O que se pede:
1. Responda, com base no texto sobre o jornal Binômio:
(a) Em que data circulou a primeira edição do jornal?
(b) Qual deputado contribuiu para financiar o terceiro número?
(c) De quantos exemplares foi a tiragem inicial?
2. Transcreva, do texto sobre o jornal Binômio, o trecho de "Em 17 de fevereiro" até "de Minas Gerais!".

Trecho do documento:
-=-=-

O “Binômio”: um jornal alternativo nas Minas Gerais

Em 17 de fevereiro de 1952 a primeira edição do jornal “Binômio” circulou pela cidade de Belo Horizonte. O periódico foi fundado por dois jovens jornalistas: José Maria Rabêlo, com 23, e Euro Arantes, com 24 anos. O desejo dos jornalistas era escrever um jornal diferente dos tradicionais, no qual eles poderiam divulgar assuntos e notícias que usualmente não poderiam ser publicadas em outros meios de comunicação, de maneira humorística. Queriam produzir um impresso que pudesse chocar e escandalizar o leitor e fosse contra o conservadorismo.  No livro “Binômio – Edição história”, Râbelo conta que os dois eram “dois jornalistas com muitas ideias na cabeça e praticamente nenhum dinheiro no bolso” (RABELO, 1997, p.15). Assim, um jornal alternativo surgiu nas montanhas de Minas Gerais!

A primeira edição do jornal foi financiada pela bancada da UDN da Assembleia Legislativa, que desejava ver uma publicação oposicionista em circulação. O segundo número foi financiado pela metade da bancada, e o terceiro com a contribuição do deputado Mílton Sales. A partir daí o jornal deve que obter seus próprios recursos para colocar o “Binômio” em circulação.

Com tiragem inicial de 2 mil exemplares, e depois 2 reimpressões, a primeira edição teve um total distribuído de 6 mil jornais na rua. A periodicidade do “Binômio” era de 21 em 21 dias e buscava deixar claro que era um jornal independente, ao garantir no seu editorial do primeiro número ter 90% de independência e um por cento de ligações suspeitas (BOTELHO, 2000).

-=-=-

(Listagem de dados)
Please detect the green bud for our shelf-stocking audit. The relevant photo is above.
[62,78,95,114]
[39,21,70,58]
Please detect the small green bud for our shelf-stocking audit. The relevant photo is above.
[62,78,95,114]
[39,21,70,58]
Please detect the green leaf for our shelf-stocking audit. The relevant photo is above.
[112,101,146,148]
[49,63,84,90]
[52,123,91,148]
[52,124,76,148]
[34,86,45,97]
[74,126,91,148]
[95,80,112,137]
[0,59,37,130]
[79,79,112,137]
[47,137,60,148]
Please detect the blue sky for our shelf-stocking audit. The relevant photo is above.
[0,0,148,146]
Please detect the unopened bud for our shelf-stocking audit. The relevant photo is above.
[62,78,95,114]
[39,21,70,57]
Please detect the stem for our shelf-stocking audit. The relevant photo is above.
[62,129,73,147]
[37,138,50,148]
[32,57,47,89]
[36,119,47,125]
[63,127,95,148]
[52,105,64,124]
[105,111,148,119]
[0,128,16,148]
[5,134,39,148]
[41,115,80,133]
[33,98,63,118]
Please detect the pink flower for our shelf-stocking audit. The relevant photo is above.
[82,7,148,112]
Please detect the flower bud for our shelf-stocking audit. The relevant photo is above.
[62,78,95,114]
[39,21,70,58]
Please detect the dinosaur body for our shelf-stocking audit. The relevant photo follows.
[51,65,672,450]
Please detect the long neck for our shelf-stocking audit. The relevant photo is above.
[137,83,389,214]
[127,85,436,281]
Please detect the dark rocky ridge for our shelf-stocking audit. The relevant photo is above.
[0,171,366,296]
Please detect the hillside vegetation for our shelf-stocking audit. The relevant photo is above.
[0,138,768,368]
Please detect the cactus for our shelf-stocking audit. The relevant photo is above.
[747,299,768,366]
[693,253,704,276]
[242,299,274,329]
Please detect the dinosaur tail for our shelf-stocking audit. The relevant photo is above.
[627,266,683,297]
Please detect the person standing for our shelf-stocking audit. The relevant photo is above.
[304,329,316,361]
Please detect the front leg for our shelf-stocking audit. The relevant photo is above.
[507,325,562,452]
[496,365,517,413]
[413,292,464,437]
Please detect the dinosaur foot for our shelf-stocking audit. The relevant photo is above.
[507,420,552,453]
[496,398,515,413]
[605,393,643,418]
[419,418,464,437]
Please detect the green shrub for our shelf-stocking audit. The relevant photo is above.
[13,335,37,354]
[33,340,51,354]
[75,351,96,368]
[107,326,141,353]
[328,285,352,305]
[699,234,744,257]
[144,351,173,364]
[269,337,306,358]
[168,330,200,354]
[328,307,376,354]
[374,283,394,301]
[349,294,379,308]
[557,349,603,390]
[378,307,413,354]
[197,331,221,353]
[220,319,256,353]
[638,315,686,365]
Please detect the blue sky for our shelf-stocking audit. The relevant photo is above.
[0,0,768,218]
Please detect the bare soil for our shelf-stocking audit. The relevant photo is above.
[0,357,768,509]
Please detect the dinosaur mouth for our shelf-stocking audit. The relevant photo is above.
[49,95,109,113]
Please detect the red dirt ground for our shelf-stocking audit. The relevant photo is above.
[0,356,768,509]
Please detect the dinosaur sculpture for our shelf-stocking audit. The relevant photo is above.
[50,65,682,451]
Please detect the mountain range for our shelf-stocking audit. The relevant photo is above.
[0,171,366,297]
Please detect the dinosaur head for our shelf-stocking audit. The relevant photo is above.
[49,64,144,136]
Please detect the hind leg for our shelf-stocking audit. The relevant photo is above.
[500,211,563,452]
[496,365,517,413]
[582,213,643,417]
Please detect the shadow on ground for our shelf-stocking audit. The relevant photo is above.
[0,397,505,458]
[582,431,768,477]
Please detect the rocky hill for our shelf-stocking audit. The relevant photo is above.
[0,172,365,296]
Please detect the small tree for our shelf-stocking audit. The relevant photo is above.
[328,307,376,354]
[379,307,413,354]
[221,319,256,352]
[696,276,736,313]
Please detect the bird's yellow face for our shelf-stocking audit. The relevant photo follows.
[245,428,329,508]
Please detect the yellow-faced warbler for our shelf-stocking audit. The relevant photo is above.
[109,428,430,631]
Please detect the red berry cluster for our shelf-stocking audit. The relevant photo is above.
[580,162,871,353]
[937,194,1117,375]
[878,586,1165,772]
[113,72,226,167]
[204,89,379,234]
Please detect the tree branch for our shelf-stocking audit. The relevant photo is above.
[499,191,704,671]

-=-=-

Resultados por tarefa:
1.
(a) Em 17 de fevereiro de 1952.
(b) O deputado Mílton Sales.
(c) De 2 mil exemplares.

2.
Em 17 de fevereiro de 1952 a primeira edição do jornal “Binômio” circulou pela cidade de Belo Horizonte. O periódico foi fundado por dois jovens jornalistas: José Maria Rabêlo, com 23, e Euro Arantes, com 24 anos. O desejo dos jornalistas era escrever um jornal diferente dos tradicionais, no qual eles poderiam divulgar assuntos e notícias que usualmente não poderiam ser publicadas em outros meios de comunicação, de maneira humorística. Queriam produzir um impresso que pudesse chocar e escandalizar o leitor e fosse contra o conservadorismo.  No livro “Binômio – Edição história”, Râbelo conta que os dois eram “dois jornalistas com muitas ideias na cabeça e praticamente nenhum dinheiro no bolso” (RABELO, 1997, p.15). Assim, um jornal alternativo surgiu nas montanhas de Minas Gerais!